That being said, I have been making baby steps in the right direction (mainly with help from my lovely ‘Mental Health Specialist Mentor,’ courtesy of the university.) I met up with an old work colleague. I’ve been pushing myself to join more conversations between classes at university. Most scarily of all (for me, at least) I went along to a London Craft Club meetup earlier in the month. The bonus of this is that there was very little pressure to socialise, as everyone was engaged in their own crafts. Plus, it helped me towards my second goal of making more time for my crafts. I haven’t managed to go back since then, but I’m hoping I will some time soon.
So basically, no huge leaps of progress towards any of my goals as of yet, but a couple of little achievements worth mentioning. I’ve listed them below, mainly for personal bragging reasons. It also helps boost my mood when I’m feeling rubbish to remember everything I’ve achieved. Don’t forget to add your own achievements and goals in the comments!
- I have received good marks for my Master’s degree assessments so far.

● **MATERIAL PROVIDED**

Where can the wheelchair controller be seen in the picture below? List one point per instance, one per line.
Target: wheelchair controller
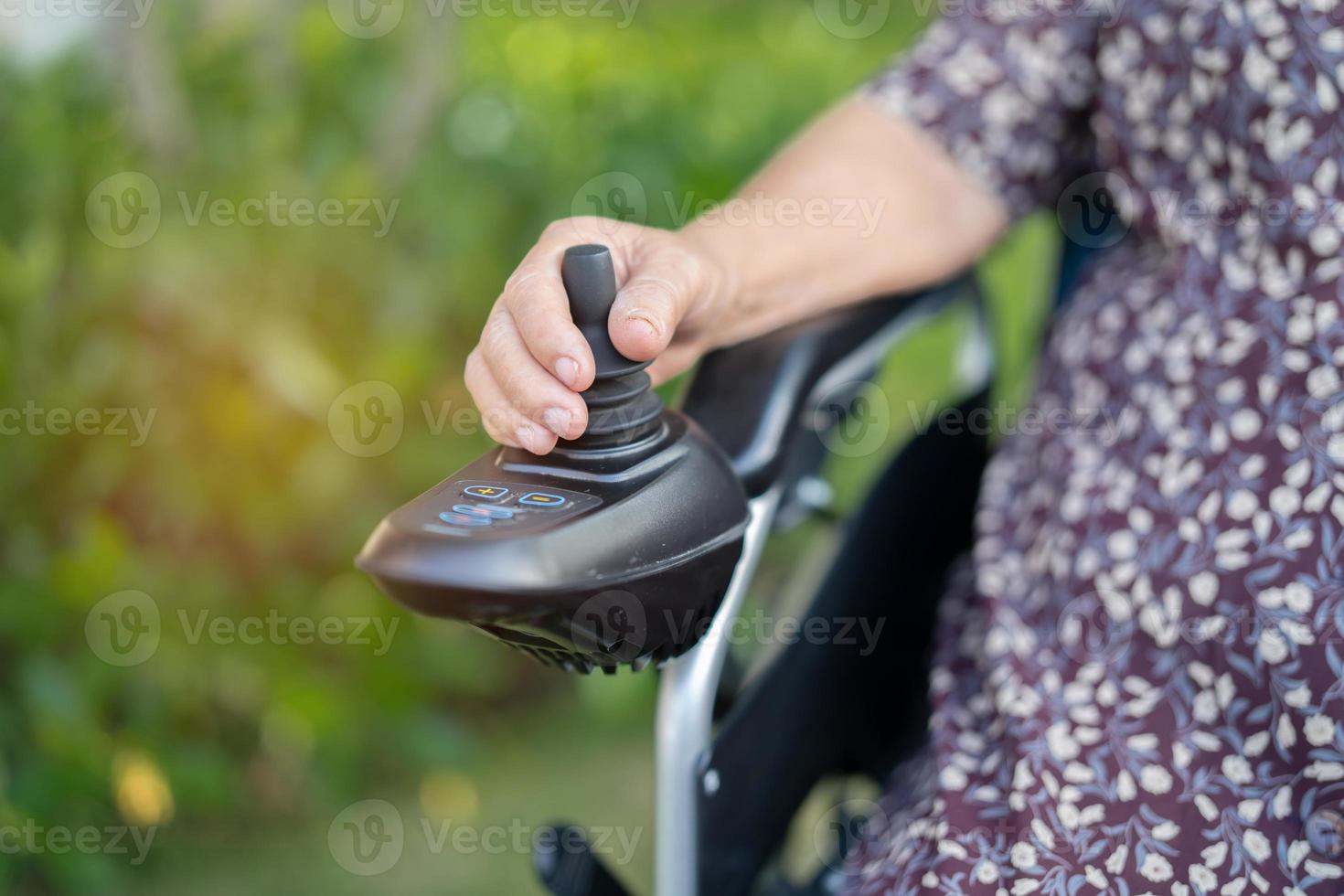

● **PROBLEM TO WORK ON**
List every step the writer of the text excerpt names as a "baby step in the right direction." The data has nothing to do with the text excerpt.

● **SOLUTION TO THIS PROBLEM**
- Met up with an old work colleague
- Pushed themselves to join more conversations between classes at university
- Went along to a London Craft Club meetup earlier in the month